--- TASK DESCRIPTION ---
Skip the pictures. Reproduce all other material exactly.

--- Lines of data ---
-=-=-=-=-

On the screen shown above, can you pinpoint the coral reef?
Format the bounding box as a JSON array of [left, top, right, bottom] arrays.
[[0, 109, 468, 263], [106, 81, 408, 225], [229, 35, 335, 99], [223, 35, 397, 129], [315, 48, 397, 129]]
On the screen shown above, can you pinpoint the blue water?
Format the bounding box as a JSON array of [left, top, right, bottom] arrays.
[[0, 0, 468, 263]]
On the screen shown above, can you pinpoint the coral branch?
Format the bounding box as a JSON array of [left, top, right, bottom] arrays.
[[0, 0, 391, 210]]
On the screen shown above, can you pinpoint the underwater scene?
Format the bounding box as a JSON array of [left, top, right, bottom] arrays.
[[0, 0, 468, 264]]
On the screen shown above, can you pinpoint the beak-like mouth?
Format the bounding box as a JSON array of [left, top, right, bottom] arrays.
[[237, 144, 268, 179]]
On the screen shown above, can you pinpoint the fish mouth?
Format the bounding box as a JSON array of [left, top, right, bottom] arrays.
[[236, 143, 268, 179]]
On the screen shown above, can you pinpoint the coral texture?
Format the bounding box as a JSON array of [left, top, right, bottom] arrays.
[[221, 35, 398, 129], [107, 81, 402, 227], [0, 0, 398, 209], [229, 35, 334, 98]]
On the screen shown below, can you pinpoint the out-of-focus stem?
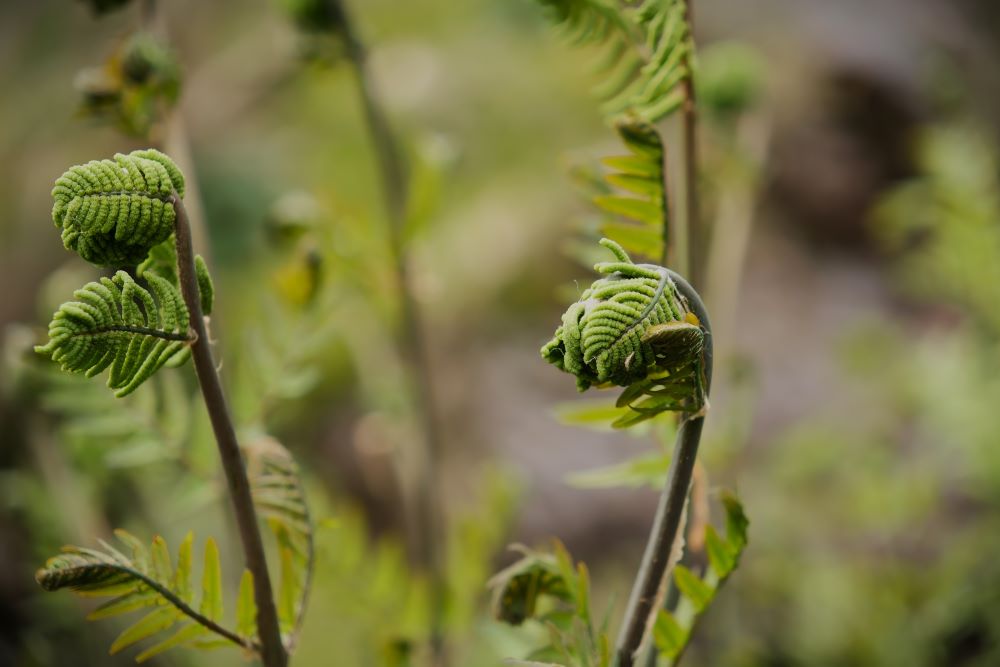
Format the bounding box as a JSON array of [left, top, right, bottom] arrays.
[[328, 0, 447, 665]]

-=-=-=-=-

--- COMPLETE OUTPUT ---
On the screen shown above, can you pinpoint the coral reef?
Format the bounding box as a JSON array of [left, top, right, bottom] arrays.
[[0, 109, 468, 263], [106, 81, 408, 225], [229, 35, 335, 99], [223, 35, 397, 129], [315, 48, 397, 129]]
On the screen shown above, can you pinpoint the blue water?
Format the bounding box as a JSON array of [left, top, right, bottom] arrays.
[[0, 0, 468, 263]]
On the screen shown above, can you pinpoint the coral branch?
Format the bounding box as a JSON array of [left, top, right, bottom] arrays.
[[0, 0, 391, 210]]
On the screen shown above, can you pinpoint the underwater scene?
Format the bounding box as a JSON array of [left, top, right, bottom] arrays.
[[0, 0, 468, 264]]
On the screen shown above, can you pinpoint the beak-like mouth?
Format the bounding box as a JSON array of [left, top, right, bottom] arrays.
[[237, 144, 268, 179]]
On the screen shown above, can you pinpoint the fish mouth?
Format the bounding box as a JSON array of [left, top, right, bottom] arrays.
[[236, 143, 268, 179]]
On the screen shown above, can you pinpoint the coral texture?
Format the bounding box as a JSON array of [left, top, right, bottom] arrays.
[[221, 35, 398, 129], [107, 81, 402, 227], [0, 0, 398, 209], [229, 35, 334, 98]]
On the screen shown below, can you pinpoint the out-of-focus stem?
Format the bounding box as a JSON array of [left, top, right, bottom] arrays.
[[328, 0, 447, 665]]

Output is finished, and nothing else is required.